**Task instructions:**
Put every line below, from the one containing "If you could point at the blurred" down to the one containing "If you could point at the twisted", both included, into a Markdown table with the columns Number and Line text. Skip blank lines and leave the pictures out.
═══ Dataset content
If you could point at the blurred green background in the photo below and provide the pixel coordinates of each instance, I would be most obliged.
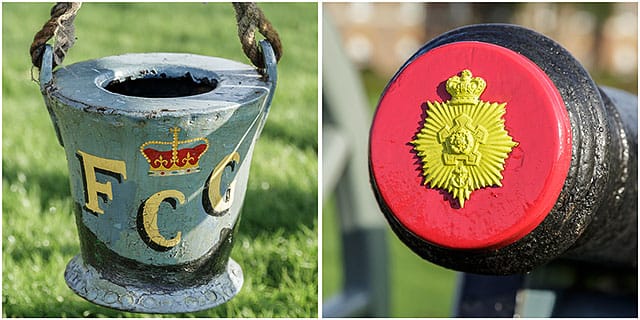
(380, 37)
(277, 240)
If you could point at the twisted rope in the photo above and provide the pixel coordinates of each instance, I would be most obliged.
══════
═══ Dataset content
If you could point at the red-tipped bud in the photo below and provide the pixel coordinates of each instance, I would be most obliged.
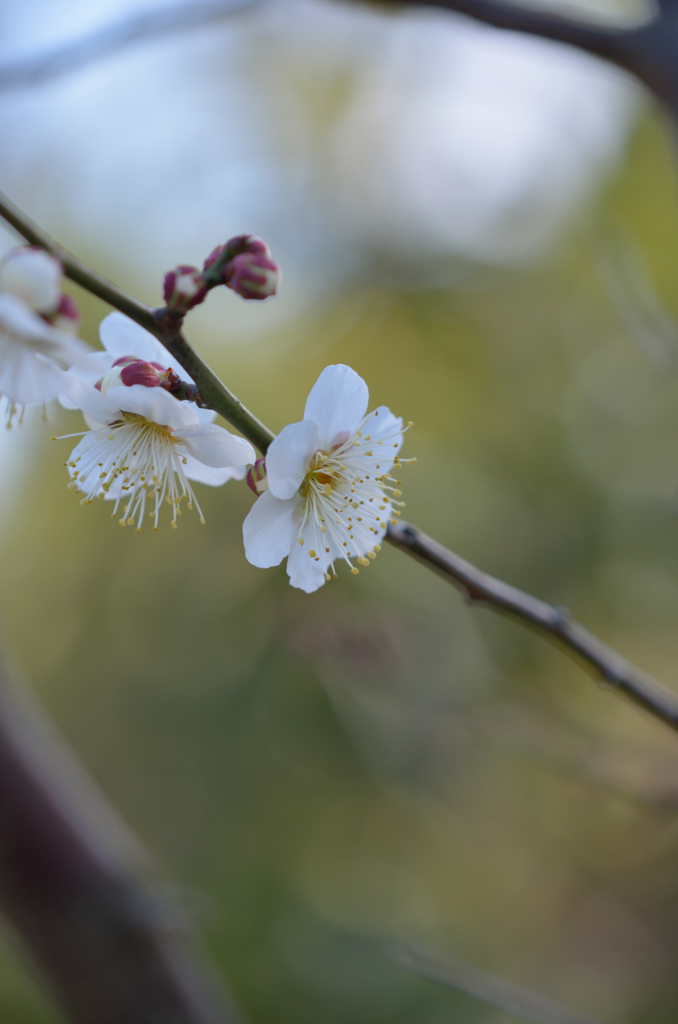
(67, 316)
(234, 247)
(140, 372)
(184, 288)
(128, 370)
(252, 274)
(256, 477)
══════
═══ Dataset content
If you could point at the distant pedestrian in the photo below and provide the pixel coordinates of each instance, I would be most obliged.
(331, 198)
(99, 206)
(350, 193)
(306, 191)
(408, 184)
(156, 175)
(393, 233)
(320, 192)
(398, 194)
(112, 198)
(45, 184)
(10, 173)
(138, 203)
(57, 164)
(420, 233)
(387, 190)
══════
**Task result:**
| Number | Line text |
|---|---|
| 1 | If you could point at the blurred green background in the photo below and provide the pixel coordinates of each instance, I would be most obliged. |
| 2 | (380, 37) |
| 3 | (277, 240) |
| 4 | If you could point at the twisted rope in the photo above and provide the pixel coordinates of each instance, I would be most obliged. |